══ DATASET RECORDS

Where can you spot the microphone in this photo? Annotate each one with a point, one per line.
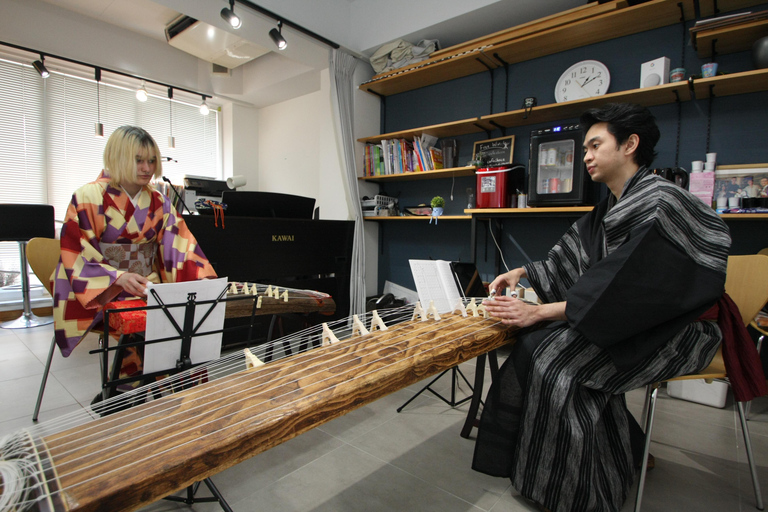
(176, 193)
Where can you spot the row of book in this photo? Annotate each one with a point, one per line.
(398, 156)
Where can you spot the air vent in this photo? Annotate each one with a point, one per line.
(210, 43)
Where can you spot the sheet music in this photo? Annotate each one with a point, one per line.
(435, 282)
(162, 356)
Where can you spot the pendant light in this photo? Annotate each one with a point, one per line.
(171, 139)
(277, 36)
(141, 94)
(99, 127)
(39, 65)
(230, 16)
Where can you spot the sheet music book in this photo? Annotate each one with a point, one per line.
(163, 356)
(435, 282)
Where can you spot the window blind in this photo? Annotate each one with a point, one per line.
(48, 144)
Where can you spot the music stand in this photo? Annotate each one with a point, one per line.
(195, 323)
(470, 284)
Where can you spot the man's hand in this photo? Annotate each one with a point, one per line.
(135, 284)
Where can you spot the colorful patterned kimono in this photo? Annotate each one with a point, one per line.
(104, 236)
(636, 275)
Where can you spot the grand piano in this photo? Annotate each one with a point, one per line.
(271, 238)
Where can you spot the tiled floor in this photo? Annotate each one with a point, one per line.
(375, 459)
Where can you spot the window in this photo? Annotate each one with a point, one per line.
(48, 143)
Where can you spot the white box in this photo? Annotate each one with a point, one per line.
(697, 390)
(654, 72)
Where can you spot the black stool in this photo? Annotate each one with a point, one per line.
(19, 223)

════

**EXERCISE OBJECTIVE**
Find "Where can you spot the pendant" in the records. Copy its line and every line after it, exactly, through the last one.

**WRITTEN RESPONSE**
Where can you spot the pendant light in this photo? Annotate each one with a point, one per line.
(171, 139)
(277, 36)
(141, 94)
(99, 127)
(39, 65)
(230, 16)
Where can you spot the sheet music book in this photo? Annotate each one with a point, one per line.
(163, 356)
(435, 282)
Where can you spot the window blind in this photo? Annotate each one with a point, one per line.
(48, 144)
Where can you spot the music stand in this photo? Annotate each one with a point, one per line.
(195, 323)
(470, 284)
Where can you spot the man's hand in this photo? Annotate each one with a point, one per line.
(135, 284)
Where can you spot the colorful patterned kimono in this photo? Annotate each one with a point, one per line.
(104, 236)
(636, 275)
Where can you spot the grand piano in this photo? Annotate each one with a point, one per line.
(271, 238)
Where can you spot the tiled floor in this photo? Annotate each one with a point, one per line.
(375, 459)
Where can you spot the window in this photo? Annotate each one with a point, one per line.
(48, 143)
Where can you spot the white box in this photo? Annotate each one with a point, one per line.
(697, 390)
(654, 72)
Where can you spot the black stool in this photo? Annotate each one with a point, one per line.
(19, 223)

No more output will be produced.